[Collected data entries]
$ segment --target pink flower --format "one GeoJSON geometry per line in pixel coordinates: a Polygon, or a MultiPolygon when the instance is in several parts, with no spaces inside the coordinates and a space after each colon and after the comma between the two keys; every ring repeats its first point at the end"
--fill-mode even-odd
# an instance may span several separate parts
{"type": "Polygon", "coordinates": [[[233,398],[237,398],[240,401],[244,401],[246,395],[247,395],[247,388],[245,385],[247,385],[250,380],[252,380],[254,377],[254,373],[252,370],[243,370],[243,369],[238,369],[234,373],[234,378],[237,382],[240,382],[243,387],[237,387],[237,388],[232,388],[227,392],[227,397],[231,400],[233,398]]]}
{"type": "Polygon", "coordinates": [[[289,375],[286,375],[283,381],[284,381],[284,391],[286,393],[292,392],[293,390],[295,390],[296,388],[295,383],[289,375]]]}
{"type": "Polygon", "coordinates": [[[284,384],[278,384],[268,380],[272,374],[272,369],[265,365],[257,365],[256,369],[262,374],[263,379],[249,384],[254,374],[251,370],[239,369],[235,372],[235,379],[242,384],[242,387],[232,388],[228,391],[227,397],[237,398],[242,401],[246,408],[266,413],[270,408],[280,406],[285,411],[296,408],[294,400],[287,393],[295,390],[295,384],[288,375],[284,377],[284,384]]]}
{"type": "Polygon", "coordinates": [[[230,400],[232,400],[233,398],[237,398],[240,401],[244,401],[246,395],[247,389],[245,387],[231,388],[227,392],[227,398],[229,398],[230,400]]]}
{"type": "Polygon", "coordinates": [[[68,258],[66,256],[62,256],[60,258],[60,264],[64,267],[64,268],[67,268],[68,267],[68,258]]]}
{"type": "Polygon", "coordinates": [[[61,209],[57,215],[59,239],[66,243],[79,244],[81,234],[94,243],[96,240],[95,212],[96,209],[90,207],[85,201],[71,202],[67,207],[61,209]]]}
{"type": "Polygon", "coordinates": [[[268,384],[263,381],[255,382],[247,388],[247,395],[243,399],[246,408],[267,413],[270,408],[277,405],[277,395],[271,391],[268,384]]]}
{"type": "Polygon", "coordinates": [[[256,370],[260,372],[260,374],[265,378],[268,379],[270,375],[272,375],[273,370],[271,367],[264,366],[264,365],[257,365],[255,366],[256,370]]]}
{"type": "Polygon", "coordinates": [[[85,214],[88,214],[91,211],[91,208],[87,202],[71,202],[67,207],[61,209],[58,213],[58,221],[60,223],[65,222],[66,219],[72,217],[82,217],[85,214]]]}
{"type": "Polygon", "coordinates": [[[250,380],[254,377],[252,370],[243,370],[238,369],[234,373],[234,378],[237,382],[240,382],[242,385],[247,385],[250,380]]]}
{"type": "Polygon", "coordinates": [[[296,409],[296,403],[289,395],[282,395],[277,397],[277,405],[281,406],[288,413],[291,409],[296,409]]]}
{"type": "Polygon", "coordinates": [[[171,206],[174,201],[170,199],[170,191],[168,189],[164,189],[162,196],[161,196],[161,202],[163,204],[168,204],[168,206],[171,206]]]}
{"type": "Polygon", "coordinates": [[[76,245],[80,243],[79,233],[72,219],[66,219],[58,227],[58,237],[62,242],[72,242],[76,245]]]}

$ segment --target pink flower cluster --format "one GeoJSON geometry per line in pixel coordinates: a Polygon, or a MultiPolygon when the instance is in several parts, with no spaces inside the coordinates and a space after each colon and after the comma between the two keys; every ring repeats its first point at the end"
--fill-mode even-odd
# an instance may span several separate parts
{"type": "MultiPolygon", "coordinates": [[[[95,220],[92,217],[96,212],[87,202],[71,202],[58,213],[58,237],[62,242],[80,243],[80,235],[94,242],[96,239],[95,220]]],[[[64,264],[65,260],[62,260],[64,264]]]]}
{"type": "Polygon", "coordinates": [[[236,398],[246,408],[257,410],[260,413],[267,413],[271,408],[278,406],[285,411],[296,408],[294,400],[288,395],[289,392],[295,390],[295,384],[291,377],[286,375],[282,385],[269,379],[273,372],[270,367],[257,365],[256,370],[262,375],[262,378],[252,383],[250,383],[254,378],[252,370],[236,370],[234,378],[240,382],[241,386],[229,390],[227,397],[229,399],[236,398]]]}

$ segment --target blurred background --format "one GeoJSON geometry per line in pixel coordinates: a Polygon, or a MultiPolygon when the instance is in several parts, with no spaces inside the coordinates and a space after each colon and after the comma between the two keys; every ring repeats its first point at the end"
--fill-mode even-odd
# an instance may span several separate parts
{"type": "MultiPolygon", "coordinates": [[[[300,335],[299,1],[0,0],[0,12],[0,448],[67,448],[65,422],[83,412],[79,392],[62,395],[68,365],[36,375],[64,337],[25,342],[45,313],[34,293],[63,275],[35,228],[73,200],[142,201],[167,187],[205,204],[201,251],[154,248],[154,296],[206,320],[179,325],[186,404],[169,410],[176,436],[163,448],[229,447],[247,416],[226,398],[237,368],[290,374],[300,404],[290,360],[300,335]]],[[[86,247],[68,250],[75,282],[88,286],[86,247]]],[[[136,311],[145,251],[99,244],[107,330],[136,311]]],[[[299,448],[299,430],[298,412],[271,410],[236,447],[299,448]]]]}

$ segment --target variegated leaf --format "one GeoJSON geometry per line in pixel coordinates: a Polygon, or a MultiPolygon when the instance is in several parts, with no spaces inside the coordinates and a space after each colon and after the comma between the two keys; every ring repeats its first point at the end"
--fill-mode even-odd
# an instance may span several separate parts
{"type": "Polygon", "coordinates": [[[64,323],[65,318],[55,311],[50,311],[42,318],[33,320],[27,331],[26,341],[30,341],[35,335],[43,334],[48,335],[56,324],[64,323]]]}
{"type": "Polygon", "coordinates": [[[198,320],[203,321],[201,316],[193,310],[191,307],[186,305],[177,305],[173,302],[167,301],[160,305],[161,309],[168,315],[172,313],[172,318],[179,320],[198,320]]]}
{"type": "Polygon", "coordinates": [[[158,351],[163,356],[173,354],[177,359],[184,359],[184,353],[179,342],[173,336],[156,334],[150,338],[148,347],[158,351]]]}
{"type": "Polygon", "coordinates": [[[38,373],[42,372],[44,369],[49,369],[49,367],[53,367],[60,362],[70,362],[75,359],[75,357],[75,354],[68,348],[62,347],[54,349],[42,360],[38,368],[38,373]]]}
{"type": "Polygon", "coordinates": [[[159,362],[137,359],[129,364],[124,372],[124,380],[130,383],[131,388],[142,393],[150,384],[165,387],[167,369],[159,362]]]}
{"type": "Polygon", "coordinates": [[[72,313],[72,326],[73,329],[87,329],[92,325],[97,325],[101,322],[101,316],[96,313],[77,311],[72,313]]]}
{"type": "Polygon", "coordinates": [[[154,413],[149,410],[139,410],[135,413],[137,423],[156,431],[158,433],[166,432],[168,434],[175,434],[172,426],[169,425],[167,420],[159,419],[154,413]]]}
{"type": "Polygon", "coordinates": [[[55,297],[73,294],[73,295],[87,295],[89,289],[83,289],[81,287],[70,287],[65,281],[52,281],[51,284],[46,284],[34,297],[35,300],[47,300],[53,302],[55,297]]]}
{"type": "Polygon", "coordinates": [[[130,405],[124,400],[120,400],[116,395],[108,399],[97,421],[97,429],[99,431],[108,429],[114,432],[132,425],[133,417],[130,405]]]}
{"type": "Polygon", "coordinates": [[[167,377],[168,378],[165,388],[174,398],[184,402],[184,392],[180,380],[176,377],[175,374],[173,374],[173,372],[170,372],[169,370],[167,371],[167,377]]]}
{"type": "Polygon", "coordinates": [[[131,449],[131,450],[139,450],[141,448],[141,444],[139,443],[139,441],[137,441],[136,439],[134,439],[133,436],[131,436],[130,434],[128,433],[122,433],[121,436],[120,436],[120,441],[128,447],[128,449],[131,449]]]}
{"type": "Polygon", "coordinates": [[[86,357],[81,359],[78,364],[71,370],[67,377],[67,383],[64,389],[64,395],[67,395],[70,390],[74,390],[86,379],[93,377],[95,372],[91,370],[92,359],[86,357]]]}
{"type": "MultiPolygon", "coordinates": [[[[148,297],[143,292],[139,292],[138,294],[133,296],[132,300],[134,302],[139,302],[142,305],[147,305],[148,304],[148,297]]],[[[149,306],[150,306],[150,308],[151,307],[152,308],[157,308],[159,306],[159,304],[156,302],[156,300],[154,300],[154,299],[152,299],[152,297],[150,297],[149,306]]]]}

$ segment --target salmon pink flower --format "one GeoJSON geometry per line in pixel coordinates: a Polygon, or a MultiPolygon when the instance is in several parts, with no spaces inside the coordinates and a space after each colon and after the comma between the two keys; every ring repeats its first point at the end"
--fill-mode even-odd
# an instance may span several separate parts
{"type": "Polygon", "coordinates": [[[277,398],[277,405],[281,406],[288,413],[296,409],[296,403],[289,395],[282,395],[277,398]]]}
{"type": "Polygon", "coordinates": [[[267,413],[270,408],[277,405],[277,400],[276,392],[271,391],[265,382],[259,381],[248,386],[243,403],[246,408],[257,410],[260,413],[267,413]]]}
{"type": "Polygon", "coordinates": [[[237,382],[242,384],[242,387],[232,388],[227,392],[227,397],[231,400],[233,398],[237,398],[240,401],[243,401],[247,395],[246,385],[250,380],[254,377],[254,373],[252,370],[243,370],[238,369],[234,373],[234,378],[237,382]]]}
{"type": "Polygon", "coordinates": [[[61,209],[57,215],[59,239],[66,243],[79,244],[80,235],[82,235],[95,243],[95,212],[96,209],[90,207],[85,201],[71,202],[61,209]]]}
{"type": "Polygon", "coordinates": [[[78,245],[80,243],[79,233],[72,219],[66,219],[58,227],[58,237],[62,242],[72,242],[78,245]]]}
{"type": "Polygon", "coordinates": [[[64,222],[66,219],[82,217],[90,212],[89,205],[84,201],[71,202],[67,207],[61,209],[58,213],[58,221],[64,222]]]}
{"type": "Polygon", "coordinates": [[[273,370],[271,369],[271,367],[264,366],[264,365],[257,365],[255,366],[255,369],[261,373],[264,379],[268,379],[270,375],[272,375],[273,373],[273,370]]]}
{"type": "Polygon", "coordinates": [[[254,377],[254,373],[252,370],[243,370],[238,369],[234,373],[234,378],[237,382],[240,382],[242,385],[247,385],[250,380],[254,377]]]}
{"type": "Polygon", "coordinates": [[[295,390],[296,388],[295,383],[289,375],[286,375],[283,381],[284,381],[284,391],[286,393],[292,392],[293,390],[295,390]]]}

**WHAT TO DO**
The lines above that hold the word "segment" should be found and copied out.

**ANSWER TO THIS PROBLEM**
$ segment --target pink flower --format "one GeoJSON geometry per line in pixel coordinates: a Polygon, or a MultiPolygon when the instance is in several parts, with no spaces inside the coordinates and a space after each colon and after the comma between the two keys; every ring repeats its first point at the end"
$ segment --target pink flower cluster --format "one GeoJSON geometry per line in pixel coordinates: a Polygon, or a MultiPolygon when the instance is in several parts, with no spaces inside the coordinates and a space after each colon and after the comma between the two keys; every ring repeats its first point at the end"
$ segment --target blurred background --format "one GeoJSON geometry per line in pixel coordinates: a Polygon, or a MultiPolygon when the instance is in several parts, with no spaces inside the coordinates and a space after each colon and after the comma between the two keys; every ring repeats its first point at the end"
$ segment --target variegated leaf --format "one GeoJSON geometry per line in pixel coordinates: a Polygon, or a MultiPolygon when the instance is in several parts, with no spaces inside the coordinates and a space after each colon and after the comma between the two keys; every ring repeats its first point at the end"
$ segment --target salmon pink flower --format "one GeoJSON geometry per line in pixel coordinates: a Polygon, or a MultiPolygon when the instance is in several parts, with no spaces inside the coordinates and a space after each colon and after the comma between the two keys; every ring repeats its first point at the end"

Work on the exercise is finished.